_ASSIGNMENT_: Nothing should differ between your answer and the records.

_Referring expression data_:
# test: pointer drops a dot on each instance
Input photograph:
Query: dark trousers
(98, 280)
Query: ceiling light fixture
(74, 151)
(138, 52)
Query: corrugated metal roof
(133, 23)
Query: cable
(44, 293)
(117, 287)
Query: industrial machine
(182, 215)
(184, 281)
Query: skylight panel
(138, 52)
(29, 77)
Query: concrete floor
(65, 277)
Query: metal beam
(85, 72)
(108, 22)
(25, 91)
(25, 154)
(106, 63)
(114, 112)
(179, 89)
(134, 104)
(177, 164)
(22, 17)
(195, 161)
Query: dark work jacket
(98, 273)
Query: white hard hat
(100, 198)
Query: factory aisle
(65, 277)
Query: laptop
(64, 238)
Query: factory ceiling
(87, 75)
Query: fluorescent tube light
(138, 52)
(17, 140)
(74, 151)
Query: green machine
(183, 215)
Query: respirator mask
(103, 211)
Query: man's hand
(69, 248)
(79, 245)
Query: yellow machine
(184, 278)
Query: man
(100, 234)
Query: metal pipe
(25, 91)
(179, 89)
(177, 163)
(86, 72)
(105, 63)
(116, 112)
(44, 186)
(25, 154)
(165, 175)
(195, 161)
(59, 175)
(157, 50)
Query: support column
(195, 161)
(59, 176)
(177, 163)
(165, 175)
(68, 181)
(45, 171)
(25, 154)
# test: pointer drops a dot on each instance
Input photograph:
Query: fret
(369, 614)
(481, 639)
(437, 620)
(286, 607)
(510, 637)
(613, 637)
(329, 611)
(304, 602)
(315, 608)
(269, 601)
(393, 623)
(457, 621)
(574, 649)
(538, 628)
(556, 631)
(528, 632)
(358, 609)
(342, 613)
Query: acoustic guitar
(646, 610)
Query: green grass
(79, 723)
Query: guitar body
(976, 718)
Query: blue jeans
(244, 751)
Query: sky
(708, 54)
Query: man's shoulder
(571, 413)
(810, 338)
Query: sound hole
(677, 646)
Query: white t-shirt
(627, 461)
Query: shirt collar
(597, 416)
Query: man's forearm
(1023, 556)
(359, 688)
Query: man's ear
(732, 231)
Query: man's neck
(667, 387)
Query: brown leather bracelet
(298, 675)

_EXERCISE RESULT_:
# test: pointer drops a dot on each instance
Input photograph:
Query: dark trousers
(98, 280)
Query: ceiling light fixture
(74, 151)
(138, 52)
Query: corrugated metal roof
(133, 23)
Query: cable
(44, 293)
(117, 287)
Query: industrial machine
(182, 215)
(184, 281)
Query: skylight panel
(138, 52)
(29, 77)
Query: concrete floor
(65, 277)
Query: metal beam
(85, 72)
(108, 22)
(25, 91)
(25, 154)
(106, 63)
(114, 112)
(179, 89)
(134, 104)
(177, 164)
(22, 17)
(195, 161)
Query: dark work jacket
(98, 273)
Query: white hard hat
(100, 198)
Query: factory aisle
(65, 277)
Query: laptop
(64, 238)
Query: factory ceiling
(87, 75)
Query: fluorescent tube light
(138, 52)
(17, 140)
(74, 151)
Query: green machine
(183, 215)
Query: respirator mask
(103, 211)
Query: man's hand
(69, 248)
(79, 245)
Query: yellow machine
(184, 278)
Query: man
(100, 234)
Query: metal pipe
(25, 91)
(179, 89)
(177, 163)
(86, 72)
(105, 63)
(116, 112)
(44, 186)
(25, 154)
(165, 175)
(195, 161)
(59, 175)
(157, 50)
Query: support column
(195, 161)
(59, 176)
(177, 163)
(165, 175)
(68, 181)
(45, 171)
(25, 154)
# test: pointer drops a dot on each instance
Input photograph:
Query: fret
(369, 614)
(481, 639)
(437, 620)
(286, 607)
(510, 637)
(613, 637)
(329, 611)
(304, 602)
(315, 608)
(269, 601)
(393, 623)
(457, 621)
(574, 649)
(538, 628)
(556, 631)
(528, 632)
(358, 609)
(342, 613)
Query: acoustic guitar
(646, 610)
Query: green grass
(79, 723)
Query: guitar body
(976, 718)
Query: blue jeans
(244, 751)
Query: sky
(708, 54)
Query: man's shoulder
(571, 413)
(810, 338)
Query: sound hole
(677, 646)
Query: white t-shirt
(627, 461)
Query: shirt collar
(597, 416)
Query: man's forearm
(1023, 556)
(359, 688)
Query: man's ear
(732, 231)
Query: man's neck
(667, 387)
Query: brown leather bracelet
(298, 675)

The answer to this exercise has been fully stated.